# [Work required]
In the commentary on drugmaker stocks and the vaccine race, how much did Moderna's market cap change after the government funding?

# [Document excerpt]
----
State electoral votes were being cast yesterday and the Pfizer vaccine is being distributed.
Yet stocks finish down on the day, Pfizer, finishing down almost 5%. But for Pfizer shareholders, this must just be profit taking, right?
Not exactly. If you were a Pfizer shareholder in late January, before it was known that latest coronavirus would become a global pandemic, you’ve made next to nothing on your investment by the close of business yesterday, despite having held shares in the first company in the world to inject a vaccine into the arm of a patient.
On that note, if you bought Gilead at the close on April 29, the day Fauci called Giliead's new drug Remdesivir the new "standard of care" for treating covid, you would be down 28% on your investment.
So, despite winning the race, the shareholders of these giant drugmakers weren't winners. The real winners in the vaccine race were the tiny biotech companies that received 10-figure gifts from the federal government to pursue a vaccine.
This is what happens to a stock when you inject $1.6 billion dollars into an $18 million revenue company. The market cap of NVAX has gone from $700 million to almost $8 billion...
Moderna did $60 million in revenue in 2019. The government gave them a billion dollars. The market cap has gone from $6 billion to $61 billion.
The lesson: When government money is being deployed in stimulus or emergency aid, the big winners are the smaller early-stage companies. This was also clear in the Great Financial Crisis (ex. Tesla).
----
# [Input data]
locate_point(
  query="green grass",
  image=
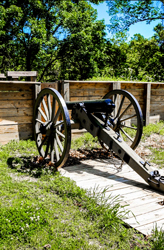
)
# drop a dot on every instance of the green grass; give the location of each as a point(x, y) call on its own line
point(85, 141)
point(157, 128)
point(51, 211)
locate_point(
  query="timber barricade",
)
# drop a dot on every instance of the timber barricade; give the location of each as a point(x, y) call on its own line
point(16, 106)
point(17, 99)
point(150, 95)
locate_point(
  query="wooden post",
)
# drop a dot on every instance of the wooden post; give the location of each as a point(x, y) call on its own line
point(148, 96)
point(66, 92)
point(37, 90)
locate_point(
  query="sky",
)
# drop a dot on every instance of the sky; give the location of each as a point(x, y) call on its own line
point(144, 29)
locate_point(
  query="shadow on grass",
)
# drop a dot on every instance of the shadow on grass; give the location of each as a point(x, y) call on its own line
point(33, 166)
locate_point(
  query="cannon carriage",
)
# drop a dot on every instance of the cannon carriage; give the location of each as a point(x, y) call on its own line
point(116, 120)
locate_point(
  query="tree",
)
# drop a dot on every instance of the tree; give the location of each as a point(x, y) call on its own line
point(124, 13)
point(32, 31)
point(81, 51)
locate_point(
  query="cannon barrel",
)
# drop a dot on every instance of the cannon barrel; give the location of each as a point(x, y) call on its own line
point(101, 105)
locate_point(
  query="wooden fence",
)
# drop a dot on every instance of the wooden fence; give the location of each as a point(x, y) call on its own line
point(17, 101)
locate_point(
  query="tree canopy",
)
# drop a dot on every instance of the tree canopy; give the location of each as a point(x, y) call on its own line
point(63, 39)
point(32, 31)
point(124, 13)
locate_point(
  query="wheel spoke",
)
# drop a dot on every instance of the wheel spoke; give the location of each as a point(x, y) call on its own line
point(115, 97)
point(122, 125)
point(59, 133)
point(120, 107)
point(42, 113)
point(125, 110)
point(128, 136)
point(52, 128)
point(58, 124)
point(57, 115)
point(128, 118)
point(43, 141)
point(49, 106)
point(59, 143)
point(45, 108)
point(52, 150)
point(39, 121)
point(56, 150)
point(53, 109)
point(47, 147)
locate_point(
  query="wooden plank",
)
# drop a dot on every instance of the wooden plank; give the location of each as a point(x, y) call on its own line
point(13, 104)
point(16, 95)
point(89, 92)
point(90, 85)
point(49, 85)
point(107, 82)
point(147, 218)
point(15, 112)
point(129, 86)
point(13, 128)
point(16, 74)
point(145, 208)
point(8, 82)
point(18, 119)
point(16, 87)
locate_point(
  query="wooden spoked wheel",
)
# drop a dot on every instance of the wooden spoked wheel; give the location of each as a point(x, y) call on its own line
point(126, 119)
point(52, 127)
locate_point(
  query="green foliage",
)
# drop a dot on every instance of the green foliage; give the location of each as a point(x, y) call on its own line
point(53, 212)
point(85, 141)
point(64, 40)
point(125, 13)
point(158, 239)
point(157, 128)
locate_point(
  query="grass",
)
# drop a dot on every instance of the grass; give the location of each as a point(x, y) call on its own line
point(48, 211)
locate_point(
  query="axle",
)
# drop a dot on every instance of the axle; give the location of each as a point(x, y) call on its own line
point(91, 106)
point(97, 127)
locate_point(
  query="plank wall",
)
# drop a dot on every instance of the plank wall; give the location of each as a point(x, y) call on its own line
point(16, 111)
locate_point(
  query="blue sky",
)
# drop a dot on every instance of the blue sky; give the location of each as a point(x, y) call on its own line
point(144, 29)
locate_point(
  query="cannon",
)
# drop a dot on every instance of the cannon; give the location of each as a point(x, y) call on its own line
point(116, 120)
----
# [Exercise solution]
It went from $6 billion to $61 billion.